Problem statement: Pick out every line of the entries below where "gold" occurs, and copy those lines.

Records to use:

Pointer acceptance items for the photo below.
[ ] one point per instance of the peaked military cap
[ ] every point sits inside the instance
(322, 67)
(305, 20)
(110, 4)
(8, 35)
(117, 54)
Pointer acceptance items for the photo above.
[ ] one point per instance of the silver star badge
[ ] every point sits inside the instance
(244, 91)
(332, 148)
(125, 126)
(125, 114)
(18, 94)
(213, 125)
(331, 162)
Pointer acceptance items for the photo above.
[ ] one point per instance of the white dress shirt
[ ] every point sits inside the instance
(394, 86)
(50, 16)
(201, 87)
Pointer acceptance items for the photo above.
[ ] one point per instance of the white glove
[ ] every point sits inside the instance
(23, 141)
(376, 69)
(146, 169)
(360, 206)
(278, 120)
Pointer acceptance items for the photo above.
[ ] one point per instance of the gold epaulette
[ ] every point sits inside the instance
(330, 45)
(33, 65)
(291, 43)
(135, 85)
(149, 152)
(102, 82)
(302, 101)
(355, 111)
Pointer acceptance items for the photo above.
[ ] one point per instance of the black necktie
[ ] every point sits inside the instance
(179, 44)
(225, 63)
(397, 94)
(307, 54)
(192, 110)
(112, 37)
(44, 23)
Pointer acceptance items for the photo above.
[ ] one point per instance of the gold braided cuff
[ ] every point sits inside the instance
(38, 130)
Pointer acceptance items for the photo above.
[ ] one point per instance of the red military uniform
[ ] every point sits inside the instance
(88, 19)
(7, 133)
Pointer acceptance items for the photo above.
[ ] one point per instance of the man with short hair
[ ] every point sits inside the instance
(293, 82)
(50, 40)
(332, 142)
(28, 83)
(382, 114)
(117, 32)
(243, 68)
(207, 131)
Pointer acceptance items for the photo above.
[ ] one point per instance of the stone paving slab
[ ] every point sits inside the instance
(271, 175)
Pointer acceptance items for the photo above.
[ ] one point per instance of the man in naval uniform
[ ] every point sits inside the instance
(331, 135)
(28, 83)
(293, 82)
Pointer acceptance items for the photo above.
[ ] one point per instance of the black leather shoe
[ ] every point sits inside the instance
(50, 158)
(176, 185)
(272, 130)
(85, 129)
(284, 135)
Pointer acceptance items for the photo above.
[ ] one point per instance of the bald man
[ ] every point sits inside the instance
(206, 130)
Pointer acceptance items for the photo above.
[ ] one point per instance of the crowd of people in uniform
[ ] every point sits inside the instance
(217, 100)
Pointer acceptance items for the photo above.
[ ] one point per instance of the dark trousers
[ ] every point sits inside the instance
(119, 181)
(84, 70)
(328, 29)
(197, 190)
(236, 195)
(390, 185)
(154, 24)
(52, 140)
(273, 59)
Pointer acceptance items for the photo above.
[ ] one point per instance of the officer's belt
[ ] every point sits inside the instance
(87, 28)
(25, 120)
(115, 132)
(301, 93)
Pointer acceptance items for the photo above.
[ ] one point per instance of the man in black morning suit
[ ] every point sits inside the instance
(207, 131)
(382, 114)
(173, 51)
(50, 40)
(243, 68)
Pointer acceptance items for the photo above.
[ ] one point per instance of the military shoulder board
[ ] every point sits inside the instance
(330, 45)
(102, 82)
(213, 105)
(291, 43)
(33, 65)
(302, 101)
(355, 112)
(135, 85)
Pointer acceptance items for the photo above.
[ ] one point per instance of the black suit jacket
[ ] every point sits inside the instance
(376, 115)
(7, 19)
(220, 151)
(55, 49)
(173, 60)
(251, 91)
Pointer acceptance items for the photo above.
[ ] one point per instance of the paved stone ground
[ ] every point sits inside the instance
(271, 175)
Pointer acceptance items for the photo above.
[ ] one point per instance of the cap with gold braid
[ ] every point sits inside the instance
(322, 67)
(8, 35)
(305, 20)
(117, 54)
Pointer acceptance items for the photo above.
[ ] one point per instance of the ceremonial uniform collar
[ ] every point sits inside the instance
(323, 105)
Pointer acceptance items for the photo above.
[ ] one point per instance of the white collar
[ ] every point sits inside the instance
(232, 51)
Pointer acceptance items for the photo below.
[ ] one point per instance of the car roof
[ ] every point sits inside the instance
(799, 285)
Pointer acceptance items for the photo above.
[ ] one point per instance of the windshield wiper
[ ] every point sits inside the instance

Answer for the task:
[ ] one point per instance of the gold epaulette
[ ] one point per instance of the gold braided cuff
[ ] one point per instance of the cap with gold braid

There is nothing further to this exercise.